- **Given exercise 1**:
Using the forum thread about train wait times below, mark each statement yes or no, and back each answer with the words from the thread that decide it, quoted exactly.
(a) The wait times are uniformly spread from 0 to 12 minutes.
(b) The poster believes parts a and b call for the binomial distribution.
(c) The reply says it is clear whether the probability asked for in part (a) includes the endpoints 536 and 637.
- **Given exercise 2**:
In the forum thread about train wait times below, turn the paragraph beginning "What I tried for a" into a short list that keeps its main facts.
- **Given exercise 3**:
Carry the forum thread about train wait times below forward from its last sentence.

1. The problem statement, all variables and given/known data
The wait time (after a scheduled arrival time) in minutes for a train to arrive is Uniformly distributed over the interval [0,12]. You observe the wait time for the next 95 trains to arrive. Assume wait times are independent.

Part a) What is the approximate probability (to 2 decimal places) that the sum of the 95 wait times you observed is between 536 and 637?

Part b) What is the approximate probability (to 2 decimal places) that the average of the 95 wait times exceeds 6 minutes?

Part c) Find the probability (to 2 decimal places) that 92 or more of the 95 wait times exceed 1 minute. Please carry answers to at least 6 decimal places in intermediate steps.

Part d) Use the Normal approximation to the Binomial distribution (with continuity correction) to find the probability (to 2 decimal places) that 56 or more of the 95 wait times recorded exceed 5 minutes.

2. Relevant equations

3. The attempt at a solution

I know that for part c and d I need to use binomial distribution, however I am unsure of what to do for part a and b

What I tried for a was ((637/95)-(536/95))/12 and for b I thought I could just do 7/12 since it is uniformly distributed, but neither are correct. Can anyone tell me if there is a certain formula to follow? Or what I am doing wrong? Thanks

2. Mar 8, 2015

### Ray Vickson

In part (a) you are dealing with the random sum $S = \sum_{i=1}^{95} W_i$, where the individual wait times $W_1, W_2, \dots, W_{95}$ are an independent sample from the distribution $\text{Unif}(0,12)$. You are being asked to find $P(536 \leq S \leq 637)$, or maybe $P(536 < S < 637)$---it is not clear which.

- **Records provided**:
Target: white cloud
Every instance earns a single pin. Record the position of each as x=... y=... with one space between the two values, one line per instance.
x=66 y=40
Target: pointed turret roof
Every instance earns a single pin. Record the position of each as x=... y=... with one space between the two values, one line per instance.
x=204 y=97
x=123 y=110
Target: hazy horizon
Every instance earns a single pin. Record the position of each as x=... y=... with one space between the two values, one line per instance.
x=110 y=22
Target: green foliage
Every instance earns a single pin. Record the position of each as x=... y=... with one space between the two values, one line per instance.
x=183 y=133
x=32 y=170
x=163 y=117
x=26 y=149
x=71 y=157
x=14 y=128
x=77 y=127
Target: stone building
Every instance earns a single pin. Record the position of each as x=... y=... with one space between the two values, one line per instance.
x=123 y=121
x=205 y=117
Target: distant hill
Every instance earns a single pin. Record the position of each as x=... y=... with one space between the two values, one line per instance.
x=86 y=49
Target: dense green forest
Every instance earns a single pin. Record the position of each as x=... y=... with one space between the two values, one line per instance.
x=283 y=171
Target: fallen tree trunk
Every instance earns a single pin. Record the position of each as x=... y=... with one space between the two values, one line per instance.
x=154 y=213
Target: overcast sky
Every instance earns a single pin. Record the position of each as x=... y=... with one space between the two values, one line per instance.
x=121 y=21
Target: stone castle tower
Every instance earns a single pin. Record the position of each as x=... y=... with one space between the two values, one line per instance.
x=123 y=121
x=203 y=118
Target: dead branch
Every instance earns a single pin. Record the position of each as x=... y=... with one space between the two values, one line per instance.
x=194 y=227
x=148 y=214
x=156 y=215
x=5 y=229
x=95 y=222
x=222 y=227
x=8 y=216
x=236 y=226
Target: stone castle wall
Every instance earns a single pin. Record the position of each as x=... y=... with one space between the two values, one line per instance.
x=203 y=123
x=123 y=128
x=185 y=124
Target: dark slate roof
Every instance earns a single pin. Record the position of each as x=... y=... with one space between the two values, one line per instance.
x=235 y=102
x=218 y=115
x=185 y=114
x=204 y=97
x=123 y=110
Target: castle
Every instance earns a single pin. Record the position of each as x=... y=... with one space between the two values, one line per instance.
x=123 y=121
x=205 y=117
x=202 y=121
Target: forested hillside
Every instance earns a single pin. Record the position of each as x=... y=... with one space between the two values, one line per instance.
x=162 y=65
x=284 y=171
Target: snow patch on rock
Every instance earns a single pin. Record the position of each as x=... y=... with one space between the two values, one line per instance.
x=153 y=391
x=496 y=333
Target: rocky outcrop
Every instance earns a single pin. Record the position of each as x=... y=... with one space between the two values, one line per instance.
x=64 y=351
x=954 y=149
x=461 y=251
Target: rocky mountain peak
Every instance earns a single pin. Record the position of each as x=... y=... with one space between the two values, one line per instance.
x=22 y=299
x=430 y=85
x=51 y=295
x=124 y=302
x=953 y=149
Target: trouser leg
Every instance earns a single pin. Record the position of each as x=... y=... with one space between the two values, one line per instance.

- **Output 1**:
(a) Yes: "Uniformly distributed over the interval [0,12]"
(b) No: "I know that for part c and d I need to use binomial distribution, however I am unsure of what to do for part a and b"
(c) No: "it is not clear which"

- **Output 2**:
- For part a, the poster tried ((637/95)-(536/95))/12.
- For part b, the poster tried 7/12, on the grounds that the wait times are uniformly distributed.
- Neither answer was correct.
- The poster asks whether there is a set formula to follow, or what is being done wrong.

- **Output 3**:
In principle you can locate formulas for the probability density of a sum of 95 independent uniform random variables, but the formula is nasty and difficult to use, unless you compute intermediate results to hundreds of decimal places of accuracy. So, the only sensible approach is to use a good approximation to the density of $S$, and I would bet that your textbook and/or course notes have useful suggestions about that.

In part (b) you are dealing with $S/95$, and want $P(S/95 > 6)$. Again, you will need to use an approximation to the exact distribution.

3. Mar 10, 2015

### RUber

With a reasonably large sample, your uniform distribution will start normalizing, so the average should tend to 6 minutes. Thus, you would expect a fairly high probability that the total time would be close to 6x95=570 mins.
As Ray said, check for a formula in your text that might help you approximate the cumulative probability in that range.

6 minutes is your midpoint. The probability is equal on both sides -- regardless of how many observations.

With the binomial distribution, you have p and 1-p raised to powers based on how many observations you see of each.
92 or more exceed 1 min means that p=prob(x>1) , and 1-p = prob(x<1).

Remember when you take the normal approximation, you will need to adjust for the fact that you have while integer data for frequency. Usually that means you include .5 below the cutoff for > problems and .5 above for < problems.